** Given task **
Convert the part of the records below that opens with the line containing "Please place a point on the clear" and runs to the end of the records into a JSON list of strings, one string per line, omitting blank lines.

-----

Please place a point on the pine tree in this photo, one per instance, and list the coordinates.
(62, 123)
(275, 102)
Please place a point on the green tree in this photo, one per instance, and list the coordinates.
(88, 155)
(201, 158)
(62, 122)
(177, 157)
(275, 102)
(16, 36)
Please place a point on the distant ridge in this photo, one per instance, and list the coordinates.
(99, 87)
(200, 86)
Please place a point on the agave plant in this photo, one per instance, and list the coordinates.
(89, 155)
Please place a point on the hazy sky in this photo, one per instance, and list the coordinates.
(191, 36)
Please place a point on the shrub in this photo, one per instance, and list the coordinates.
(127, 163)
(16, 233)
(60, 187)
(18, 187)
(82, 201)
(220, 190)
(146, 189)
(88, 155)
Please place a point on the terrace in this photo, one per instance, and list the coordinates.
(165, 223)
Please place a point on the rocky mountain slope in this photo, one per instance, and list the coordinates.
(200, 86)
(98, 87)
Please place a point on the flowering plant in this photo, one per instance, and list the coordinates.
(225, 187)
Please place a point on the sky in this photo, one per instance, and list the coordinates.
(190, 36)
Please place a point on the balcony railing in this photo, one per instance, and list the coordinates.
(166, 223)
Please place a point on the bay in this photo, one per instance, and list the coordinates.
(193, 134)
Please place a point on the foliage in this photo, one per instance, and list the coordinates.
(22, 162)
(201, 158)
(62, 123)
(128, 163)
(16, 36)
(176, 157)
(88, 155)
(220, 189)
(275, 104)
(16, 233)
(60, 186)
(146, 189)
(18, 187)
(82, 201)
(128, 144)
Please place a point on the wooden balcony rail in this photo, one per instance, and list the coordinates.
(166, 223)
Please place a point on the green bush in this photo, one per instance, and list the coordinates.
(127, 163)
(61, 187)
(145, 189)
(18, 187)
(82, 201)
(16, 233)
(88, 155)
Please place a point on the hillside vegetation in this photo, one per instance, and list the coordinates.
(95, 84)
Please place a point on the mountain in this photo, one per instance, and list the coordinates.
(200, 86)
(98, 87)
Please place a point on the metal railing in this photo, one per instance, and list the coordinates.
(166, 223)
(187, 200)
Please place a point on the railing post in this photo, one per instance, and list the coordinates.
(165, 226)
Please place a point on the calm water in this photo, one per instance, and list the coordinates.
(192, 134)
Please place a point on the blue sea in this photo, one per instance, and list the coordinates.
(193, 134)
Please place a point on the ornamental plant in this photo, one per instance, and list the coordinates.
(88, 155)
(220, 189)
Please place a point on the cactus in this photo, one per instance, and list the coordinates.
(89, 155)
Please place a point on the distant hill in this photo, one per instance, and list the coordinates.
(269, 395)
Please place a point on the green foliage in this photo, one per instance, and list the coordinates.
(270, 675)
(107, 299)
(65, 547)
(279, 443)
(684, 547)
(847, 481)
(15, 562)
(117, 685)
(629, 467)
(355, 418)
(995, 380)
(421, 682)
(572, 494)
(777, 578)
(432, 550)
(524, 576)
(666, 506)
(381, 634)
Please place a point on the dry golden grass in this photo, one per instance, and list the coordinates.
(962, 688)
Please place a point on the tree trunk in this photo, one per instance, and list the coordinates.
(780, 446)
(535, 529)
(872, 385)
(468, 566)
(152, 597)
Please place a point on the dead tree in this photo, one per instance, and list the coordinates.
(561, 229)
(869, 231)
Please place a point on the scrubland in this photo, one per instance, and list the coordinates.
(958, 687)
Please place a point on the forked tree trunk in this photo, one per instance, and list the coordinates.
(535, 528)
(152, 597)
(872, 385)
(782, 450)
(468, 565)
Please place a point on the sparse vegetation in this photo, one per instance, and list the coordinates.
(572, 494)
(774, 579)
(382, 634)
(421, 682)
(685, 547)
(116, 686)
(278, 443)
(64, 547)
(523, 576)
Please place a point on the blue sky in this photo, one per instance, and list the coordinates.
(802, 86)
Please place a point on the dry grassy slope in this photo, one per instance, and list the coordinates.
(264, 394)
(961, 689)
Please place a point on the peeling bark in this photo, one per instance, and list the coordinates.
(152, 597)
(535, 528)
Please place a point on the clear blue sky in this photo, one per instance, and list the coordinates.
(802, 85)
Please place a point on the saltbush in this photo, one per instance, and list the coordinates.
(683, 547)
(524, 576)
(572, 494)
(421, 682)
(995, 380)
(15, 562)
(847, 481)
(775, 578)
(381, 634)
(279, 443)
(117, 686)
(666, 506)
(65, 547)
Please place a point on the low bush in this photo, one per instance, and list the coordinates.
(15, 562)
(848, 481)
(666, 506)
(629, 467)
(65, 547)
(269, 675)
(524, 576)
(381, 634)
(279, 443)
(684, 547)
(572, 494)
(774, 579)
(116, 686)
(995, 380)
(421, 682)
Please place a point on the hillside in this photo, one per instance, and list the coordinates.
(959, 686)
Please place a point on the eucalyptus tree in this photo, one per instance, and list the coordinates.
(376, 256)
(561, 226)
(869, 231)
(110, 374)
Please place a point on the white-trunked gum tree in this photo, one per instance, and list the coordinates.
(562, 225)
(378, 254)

-----

** Written solution **
[
  "Please place a point on the clear blue sky in this photo, one per instance, and list the coordinates.",
  "(802, 85)",
  "Please place a point on the saltbush in this photo, one per instance, and list the coordinates.",
  "(683, 547)",
  "(524, 576)",
  "(572, 494)",
  "(421, 682)",
  "(995, 380)",
  "(15, 562)",
  "(847, 481)",
  "(775, 578)",
  "(381, 634)",
  "(279, 443)",
  "(117, 686)",
  "(666, 506)",
  "(65, 547)",
  "Please place a point on the low bush in this photo, one per instance, and list the coordinates.",
  "(15, 562)",
  "(848, 481)",
  "(666, 506)",
  "(629, 467)",
  "(65, 547)",
  "(269, 675)",
  "(524, 576)",
  "(381, 634)",
  "(279, 443)",
  "(684, 547)",
  "(572, 494)",
  "(774, 579)",
  "(116, 686)",
  "(995, 380)",
  "(421, 682)",
  "Please place a point on the hillside in this photo, one per instance, and list the coordinates.",
  "(959, 686)",
  "Please place a point on the eucalyptus tree in this photo, one per instance, and list the coordinates.",
  "(376, 256)",
  "(561, 226)",
  "(869, 231)",
  "(110, 374)",
  "Please place a point on the white-trunked gum tree in this photo, one per instance, and list the coordinates.",
  "(562, 225)",
  "(378, 254)"
]